WRITTEN EXERCISE: Return, exactly, the line that contains "of the paved" together with all lines after it to the end of the entries, and no further lines.

TASK DATA:
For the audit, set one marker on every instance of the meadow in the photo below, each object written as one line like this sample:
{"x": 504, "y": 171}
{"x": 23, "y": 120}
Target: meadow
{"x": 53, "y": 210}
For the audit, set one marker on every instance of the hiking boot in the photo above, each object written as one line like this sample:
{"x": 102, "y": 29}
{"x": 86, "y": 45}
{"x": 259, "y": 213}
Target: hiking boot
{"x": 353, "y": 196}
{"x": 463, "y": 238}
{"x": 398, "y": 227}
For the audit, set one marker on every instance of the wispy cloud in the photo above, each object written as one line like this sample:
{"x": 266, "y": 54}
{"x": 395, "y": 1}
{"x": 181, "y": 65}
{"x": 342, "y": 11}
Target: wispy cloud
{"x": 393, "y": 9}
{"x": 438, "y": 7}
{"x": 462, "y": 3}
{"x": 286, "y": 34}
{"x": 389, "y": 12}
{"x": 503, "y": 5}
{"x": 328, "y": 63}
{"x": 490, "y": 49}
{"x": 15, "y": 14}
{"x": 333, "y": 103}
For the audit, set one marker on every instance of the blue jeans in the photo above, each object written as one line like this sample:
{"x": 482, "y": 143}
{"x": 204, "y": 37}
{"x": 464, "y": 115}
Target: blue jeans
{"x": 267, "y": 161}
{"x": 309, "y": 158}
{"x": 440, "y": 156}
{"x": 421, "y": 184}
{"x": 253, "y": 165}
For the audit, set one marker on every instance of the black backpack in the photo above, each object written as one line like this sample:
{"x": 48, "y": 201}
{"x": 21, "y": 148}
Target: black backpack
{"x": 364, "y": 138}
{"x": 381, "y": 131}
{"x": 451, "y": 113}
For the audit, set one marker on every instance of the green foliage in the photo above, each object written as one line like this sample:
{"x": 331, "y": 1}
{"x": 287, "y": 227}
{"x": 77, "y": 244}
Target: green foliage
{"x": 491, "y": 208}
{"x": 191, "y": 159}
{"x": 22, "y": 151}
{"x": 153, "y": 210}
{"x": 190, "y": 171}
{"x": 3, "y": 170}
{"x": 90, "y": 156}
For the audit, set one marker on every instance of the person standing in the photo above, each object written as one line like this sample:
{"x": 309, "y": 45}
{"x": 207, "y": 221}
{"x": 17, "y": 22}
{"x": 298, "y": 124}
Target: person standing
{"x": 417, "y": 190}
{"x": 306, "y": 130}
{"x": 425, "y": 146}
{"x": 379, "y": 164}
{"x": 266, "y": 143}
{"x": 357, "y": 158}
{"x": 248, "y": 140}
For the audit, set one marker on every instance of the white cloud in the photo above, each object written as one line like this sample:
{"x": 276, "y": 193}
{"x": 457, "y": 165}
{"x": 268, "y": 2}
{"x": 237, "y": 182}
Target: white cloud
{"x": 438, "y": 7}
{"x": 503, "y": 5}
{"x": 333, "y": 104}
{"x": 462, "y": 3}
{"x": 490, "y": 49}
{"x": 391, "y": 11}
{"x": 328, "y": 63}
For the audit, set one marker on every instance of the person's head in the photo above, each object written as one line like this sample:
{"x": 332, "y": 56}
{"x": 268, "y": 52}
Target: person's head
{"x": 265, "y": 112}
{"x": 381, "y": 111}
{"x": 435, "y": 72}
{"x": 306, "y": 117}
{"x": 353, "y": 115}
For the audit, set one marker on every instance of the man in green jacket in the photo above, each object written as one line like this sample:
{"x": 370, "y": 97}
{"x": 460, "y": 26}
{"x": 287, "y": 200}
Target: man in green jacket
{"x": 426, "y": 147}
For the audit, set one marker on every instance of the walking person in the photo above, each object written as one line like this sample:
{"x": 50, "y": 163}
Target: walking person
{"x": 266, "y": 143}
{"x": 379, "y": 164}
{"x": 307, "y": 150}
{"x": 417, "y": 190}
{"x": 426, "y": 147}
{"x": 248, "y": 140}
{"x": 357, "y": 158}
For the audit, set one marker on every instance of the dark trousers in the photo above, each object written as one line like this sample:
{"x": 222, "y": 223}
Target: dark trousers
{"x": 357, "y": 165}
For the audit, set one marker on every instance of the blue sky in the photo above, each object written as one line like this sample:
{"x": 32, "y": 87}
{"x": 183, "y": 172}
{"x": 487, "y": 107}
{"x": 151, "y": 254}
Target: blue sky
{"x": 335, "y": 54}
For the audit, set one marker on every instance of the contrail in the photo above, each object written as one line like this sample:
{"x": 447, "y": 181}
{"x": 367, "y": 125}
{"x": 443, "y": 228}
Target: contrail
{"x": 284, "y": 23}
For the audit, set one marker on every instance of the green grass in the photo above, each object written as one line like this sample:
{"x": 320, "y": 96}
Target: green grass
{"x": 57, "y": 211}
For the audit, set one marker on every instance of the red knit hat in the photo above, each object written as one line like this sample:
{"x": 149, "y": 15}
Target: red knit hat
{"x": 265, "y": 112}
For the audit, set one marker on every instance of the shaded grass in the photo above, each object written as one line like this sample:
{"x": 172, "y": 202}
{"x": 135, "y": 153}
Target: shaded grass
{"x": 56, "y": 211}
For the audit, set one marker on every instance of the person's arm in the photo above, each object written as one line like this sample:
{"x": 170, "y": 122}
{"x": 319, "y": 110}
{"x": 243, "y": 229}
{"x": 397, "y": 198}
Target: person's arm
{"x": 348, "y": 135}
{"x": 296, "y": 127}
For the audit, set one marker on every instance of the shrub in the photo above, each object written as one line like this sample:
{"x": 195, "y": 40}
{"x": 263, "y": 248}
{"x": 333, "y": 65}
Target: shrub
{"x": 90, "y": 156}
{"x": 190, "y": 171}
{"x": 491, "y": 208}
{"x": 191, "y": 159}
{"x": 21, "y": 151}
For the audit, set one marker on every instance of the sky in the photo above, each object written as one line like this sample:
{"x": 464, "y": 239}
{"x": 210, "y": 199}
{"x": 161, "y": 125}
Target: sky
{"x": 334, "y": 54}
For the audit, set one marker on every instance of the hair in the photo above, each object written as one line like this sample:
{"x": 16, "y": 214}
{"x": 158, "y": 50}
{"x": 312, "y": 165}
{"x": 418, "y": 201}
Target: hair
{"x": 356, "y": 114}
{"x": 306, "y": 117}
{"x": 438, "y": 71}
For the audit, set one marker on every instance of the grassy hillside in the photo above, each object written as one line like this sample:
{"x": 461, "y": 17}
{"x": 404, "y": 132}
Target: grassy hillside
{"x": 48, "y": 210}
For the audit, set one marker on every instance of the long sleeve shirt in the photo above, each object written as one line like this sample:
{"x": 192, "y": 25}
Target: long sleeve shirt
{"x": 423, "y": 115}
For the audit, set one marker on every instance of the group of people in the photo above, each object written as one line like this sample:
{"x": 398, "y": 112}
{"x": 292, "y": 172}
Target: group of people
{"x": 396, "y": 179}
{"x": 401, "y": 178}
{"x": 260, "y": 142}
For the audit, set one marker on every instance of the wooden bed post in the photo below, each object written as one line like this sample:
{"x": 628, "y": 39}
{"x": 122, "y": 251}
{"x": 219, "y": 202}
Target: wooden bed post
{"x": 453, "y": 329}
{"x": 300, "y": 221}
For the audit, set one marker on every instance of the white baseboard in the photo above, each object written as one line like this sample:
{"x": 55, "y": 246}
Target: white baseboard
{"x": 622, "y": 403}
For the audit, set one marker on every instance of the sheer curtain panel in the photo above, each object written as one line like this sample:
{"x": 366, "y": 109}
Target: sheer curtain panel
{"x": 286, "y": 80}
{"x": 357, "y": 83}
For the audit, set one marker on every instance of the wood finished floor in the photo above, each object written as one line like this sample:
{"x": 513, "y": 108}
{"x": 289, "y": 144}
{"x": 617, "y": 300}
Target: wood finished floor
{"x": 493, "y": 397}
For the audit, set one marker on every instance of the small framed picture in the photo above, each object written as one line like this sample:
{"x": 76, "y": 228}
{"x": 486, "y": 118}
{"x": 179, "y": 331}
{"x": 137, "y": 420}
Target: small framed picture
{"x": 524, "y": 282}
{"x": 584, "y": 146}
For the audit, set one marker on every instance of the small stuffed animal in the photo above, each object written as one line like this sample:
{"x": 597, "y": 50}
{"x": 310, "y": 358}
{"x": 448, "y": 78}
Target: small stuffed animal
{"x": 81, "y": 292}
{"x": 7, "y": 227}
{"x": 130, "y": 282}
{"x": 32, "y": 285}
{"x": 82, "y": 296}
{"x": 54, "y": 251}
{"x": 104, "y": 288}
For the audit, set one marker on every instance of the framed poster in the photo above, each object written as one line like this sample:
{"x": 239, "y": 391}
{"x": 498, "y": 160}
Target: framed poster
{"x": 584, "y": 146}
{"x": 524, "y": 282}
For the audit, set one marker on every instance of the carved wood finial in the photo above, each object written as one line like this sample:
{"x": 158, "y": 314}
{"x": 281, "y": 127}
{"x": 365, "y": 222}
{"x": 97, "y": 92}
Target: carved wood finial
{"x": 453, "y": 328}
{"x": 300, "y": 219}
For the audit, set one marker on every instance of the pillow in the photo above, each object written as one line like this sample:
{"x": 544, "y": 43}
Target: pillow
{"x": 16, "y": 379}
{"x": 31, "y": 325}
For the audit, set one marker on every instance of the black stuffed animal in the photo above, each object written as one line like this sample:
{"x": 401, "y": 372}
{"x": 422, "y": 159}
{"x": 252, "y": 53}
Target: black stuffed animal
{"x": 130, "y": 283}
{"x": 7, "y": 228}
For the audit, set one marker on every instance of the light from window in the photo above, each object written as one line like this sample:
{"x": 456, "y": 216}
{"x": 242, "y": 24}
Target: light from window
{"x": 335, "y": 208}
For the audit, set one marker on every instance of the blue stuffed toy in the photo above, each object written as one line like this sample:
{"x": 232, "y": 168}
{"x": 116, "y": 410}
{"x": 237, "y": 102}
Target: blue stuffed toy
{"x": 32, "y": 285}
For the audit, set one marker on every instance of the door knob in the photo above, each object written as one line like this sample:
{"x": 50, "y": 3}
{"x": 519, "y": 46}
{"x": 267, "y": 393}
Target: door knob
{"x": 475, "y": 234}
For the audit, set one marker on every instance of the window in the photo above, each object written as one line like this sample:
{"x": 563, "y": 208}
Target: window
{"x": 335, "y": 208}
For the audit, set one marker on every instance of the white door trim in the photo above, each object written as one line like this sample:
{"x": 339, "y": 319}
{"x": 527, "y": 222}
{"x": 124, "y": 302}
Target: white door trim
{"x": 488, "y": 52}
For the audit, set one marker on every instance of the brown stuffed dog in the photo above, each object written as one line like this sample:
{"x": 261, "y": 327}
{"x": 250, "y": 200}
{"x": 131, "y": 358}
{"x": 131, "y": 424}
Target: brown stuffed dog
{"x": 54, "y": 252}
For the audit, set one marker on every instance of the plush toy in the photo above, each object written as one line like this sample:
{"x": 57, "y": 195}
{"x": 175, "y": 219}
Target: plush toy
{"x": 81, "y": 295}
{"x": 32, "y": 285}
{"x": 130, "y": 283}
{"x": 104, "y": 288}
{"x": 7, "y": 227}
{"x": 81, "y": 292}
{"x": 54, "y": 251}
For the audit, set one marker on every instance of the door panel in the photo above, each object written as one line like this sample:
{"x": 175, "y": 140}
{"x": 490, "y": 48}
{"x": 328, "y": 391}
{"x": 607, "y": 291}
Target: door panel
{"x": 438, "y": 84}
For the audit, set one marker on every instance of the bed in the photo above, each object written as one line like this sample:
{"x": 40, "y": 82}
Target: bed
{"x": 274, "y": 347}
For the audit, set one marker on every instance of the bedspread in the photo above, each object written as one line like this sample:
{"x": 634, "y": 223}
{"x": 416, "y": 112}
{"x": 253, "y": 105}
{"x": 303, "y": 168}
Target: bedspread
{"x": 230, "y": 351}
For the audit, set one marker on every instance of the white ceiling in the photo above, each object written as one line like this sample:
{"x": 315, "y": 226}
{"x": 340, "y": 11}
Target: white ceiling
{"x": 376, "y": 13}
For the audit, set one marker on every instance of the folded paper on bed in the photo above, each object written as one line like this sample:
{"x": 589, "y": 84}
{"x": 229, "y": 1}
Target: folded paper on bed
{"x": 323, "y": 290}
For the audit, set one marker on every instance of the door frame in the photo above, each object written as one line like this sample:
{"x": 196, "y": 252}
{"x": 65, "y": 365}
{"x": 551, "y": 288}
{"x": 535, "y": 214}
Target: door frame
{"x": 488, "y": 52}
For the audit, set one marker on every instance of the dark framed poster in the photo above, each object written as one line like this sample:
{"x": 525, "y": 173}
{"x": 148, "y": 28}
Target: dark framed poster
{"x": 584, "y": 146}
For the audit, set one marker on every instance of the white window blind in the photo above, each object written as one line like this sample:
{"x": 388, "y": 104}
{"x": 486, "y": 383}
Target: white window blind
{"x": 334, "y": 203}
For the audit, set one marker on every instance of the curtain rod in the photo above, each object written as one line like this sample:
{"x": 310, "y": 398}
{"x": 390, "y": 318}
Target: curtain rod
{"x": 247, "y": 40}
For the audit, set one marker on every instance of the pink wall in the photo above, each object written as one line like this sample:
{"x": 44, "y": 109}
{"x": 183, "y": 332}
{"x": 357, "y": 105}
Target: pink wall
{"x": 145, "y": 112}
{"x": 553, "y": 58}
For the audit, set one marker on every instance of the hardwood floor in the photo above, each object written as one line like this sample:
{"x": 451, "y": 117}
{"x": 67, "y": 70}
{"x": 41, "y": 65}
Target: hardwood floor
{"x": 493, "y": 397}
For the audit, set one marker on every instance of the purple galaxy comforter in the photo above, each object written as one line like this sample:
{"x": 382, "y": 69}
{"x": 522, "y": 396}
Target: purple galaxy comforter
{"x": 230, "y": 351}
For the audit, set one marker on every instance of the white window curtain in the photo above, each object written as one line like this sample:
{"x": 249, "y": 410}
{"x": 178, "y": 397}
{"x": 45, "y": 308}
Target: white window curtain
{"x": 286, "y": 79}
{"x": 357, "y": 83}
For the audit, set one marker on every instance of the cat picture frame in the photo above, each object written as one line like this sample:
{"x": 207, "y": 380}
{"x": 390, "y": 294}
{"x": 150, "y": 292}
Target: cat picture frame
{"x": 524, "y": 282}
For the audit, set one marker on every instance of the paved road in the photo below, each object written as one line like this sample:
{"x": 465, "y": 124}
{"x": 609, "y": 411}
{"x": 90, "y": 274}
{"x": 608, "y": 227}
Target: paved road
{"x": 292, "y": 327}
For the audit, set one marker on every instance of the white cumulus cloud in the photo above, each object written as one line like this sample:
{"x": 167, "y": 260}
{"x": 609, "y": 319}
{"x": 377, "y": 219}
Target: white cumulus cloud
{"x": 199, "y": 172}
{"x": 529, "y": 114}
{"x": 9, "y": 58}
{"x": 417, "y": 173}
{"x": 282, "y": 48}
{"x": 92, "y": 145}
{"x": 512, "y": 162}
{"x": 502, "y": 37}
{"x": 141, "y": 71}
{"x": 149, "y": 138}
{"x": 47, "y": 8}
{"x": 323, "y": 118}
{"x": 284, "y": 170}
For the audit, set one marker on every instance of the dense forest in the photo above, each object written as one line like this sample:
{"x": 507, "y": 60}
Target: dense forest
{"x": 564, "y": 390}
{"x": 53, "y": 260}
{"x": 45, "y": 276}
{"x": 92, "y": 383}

ANSWER TO THIS EXERCISE:
For the audit, set one marker on every instance of the paved road in the photo below, each object written as one line like this sample:
{"x": 465, "y": 124}
{"x": 609, "y": 411}
{"x": 90, "y": 274}
{"x": 608, "y": 227}
Target: paved road
{"x": 292, "y": 327}
For the audit, set one marker on every instance of the white cumulus cloud in the photo above, each object written as one line like this sample:
{"x": 167, "y": 260}
{"x": 609, "y": 319}
{"x": 377, "y": 219}
Target: white cumulus cloud
{"x": 199, "y": 172}
{"x": 529, "y": 114}
{"x": 9, "y": 58}
{"x": 417, "y": 173}
{"x": 282, "y": 48}
{"x": 92, "y": 145}
{"x": 512, "y": 162}
{"x": 502, "y": 37}
{"x": 141, "y": 71}
{"x": 149, "y": 138}
{"x": 47, "y": 8}
{"x": 323, "y": 118}
{"x": 284, "y": 170}
For the audit, set one marker on every instance of the dense forest in the photo above, each object written as one line like this sample:
{"x": 507, "y": 60}
Target: dense forest
{"x": 564, "y": 390}
{"x": 53, "y": 260}
{"x": 45, "y": 276}
{"x": 92, "y": 383}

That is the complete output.